TASK STATEMENT: The entries below contain a stretch that opens with the line containing "Target: steam locomotive" and closes with the line containing "Target: glowing headlight lens"; set down that stretch exactly, both ends included, and nothing else.
Top of RECORDED DATA
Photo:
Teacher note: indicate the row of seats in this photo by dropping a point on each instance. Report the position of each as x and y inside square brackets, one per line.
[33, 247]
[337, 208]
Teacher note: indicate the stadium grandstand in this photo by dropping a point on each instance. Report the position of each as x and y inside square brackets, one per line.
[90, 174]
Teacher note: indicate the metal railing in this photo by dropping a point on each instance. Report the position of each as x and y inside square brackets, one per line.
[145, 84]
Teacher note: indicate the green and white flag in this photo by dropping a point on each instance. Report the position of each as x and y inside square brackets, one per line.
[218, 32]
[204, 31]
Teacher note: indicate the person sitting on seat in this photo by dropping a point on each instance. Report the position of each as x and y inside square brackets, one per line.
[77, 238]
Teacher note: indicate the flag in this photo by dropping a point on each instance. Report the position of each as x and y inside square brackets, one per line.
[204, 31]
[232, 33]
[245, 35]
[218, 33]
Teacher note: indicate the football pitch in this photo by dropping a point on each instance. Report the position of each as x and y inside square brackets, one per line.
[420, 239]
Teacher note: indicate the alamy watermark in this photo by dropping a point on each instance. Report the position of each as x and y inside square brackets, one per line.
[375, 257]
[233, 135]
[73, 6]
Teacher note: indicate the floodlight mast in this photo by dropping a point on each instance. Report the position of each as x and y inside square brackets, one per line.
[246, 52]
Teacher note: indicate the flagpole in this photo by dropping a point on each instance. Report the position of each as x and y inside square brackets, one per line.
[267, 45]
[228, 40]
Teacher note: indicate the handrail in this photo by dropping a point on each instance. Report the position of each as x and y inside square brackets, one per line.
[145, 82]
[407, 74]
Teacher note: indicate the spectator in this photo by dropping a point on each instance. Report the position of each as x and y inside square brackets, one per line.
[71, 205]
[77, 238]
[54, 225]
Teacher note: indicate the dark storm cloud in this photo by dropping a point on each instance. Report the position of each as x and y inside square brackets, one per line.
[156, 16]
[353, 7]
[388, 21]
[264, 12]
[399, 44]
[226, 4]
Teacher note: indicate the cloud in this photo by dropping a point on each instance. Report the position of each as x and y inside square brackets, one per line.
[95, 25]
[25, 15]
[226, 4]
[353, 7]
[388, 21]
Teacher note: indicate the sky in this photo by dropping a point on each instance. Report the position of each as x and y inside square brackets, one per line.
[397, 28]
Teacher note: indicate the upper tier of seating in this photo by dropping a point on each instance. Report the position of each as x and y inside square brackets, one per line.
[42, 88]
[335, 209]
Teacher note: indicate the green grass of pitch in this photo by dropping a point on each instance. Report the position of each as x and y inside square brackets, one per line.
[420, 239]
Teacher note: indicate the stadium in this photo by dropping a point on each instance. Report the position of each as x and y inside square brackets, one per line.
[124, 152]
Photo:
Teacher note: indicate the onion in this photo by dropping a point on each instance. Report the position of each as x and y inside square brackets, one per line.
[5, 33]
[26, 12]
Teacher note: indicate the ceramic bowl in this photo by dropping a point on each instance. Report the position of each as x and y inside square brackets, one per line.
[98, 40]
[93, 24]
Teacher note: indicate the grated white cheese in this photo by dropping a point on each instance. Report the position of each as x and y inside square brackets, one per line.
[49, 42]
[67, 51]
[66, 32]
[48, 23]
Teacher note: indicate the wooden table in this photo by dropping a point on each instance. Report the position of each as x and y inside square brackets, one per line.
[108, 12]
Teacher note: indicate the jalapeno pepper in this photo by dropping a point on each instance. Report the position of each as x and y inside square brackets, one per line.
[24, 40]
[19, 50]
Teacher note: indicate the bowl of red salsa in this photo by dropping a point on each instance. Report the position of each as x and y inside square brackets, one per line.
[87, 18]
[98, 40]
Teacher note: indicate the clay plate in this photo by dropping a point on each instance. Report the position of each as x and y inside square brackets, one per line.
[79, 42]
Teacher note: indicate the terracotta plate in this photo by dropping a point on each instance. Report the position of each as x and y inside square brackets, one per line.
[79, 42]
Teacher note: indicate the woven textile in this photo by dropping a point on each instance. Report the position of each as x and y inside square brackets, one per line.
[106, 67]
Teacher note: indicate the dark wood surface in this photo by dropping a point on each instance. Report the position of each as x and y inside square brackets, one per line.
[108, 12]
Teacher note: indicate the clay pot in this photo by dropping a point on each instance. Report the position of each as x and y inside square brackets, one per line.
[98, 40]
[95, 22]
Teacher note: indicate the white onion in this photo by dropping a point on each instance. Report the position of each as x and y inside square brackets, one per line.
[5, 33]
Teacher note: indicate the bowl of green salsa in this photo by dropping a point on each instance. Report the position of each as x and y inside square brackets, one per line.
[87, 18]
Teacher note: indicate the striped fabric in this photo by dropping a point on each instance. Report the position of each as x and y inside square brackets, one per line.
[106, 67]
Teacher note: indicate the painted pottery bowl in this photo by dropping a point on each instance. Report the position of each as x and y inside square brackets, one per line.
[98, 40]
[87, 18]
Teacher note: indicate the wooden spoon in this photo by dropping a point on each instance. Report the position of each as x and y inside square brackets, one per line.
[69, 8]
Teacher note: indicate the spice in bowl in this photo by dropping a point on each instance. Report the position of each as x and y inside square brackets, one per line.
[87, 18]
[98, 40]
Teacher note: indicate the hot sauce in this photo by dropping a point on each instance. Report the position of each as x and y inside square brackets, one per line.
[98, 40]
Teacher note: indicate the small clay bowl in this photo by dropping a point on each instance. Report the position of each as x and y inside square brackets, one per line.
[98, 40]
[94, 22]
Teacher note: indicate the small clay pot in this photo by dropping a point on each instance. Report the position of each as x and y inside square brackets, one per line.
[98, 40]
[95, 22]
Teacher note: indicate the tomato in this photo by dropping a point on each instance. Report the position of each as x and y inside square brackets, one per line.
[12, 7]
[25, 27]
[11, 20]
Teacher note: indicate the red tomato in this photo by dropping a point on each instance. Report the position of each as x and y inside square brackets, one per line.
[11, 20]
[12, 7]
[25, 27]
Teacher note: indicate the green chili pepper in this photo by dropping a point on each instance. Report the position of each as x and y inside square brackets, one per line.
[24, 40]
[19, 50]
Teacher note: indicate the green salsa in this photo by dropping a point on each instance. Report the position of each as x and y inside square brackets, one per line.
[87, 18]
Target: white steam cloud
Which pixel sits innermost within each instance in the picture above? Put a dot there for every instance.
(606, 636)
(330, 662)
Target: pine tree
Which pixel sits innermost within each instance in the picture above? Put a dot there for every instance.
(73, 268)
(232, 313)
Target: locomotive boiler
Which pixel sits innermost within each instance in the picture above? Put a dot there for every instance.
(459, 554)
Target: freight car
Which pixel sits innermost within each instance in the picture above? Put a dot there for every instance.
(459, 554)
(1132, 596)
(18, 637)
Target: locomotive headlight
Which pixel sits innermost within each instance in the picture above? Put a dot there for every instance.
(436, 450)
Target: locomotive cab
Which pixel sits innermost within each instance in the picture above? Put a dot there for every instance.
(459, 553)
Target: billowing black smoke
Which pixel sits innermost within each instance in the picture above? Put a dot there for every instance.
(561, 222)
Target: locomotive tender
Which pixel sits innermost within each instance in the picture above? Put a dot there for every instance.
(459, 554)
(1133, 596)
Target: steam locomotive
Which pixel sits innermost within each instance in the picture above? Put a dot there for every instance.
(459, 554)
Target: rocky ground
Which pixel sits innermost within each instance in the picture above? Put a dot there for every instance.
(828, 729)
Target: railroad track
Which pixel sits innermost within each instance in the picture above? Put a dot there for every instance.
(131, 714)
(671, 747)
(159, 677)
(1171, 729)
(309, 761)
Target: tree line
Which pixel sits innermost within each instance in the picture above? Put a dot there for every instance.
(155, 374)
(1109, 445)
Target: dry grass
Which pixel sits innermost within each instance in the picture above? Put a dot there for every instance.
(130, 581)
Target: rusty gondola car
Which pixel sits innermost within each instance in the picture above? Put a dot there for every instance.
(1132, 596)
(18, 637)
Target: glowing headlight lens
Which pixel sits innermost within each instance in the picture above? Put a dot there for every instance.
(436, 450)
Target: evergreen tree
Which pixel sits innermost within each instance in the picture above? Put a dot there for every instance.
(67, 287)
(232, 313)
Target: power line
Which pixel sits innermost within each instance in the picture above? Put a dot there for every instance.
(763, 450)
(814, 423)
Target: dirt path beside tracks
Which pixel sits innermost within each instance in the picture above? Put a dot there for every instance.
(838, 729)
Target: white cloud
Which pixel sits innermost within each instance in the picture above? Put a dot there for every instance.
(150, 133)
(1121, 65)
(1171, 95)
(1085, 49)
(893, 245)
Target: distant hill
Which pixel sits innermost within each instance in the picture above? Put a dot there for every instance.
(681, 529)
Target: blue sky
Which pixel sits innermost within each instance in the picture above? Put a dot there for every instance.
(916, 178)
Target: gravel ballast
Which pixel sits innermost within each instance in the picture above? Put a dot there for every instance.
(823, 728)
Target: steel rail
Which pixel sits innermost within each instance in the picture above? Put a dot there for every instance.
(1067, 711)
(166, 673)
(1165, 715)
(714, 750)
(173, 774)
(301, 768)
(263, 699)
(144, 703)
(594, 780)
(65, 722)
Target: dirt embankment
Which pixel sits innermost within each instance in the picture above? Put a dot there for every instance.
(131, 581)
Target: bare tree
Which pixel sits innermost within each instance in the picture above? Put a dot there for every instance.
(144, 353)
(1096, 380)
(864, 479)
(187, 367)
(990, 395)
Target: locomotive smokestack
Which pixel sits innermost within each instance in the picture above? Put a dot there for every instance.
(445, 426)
Bottom of RECORDED DATA
OUTPUT FOR THIS EXERCISE:
Target: steam locomotive
Which pixel sits innermost within each instance in the picture above? Put a dot there for every instance.
(459, 554)
Target: rocky ground
Which pixel sits innermost within each instance in the picture above? Put a dot there for every instance.
(828, 729)
Target: railroad track
Which pixel sits innermost within each instance in the picture above? Put a dot there for every instance.
(131, 714)
(671, 747)
(159, 677)
(1171, 729)
(309, 761)
Target: tree line
Which pixel sits innermost within each instance in the picture above? Put a dot there for every instance.
(155, 374)
(1109, 445)
Target: dry grass
Which pixel sits innermost within each instance in the picture above? Put a dot there for every instance.
(130, 581)
Target: rusty gondola car
Which pixel sits innermost within each instance in the picture above? Put a dot there for every instance.
(1132, 596)
(18, 637)
Target: glowing headlight lens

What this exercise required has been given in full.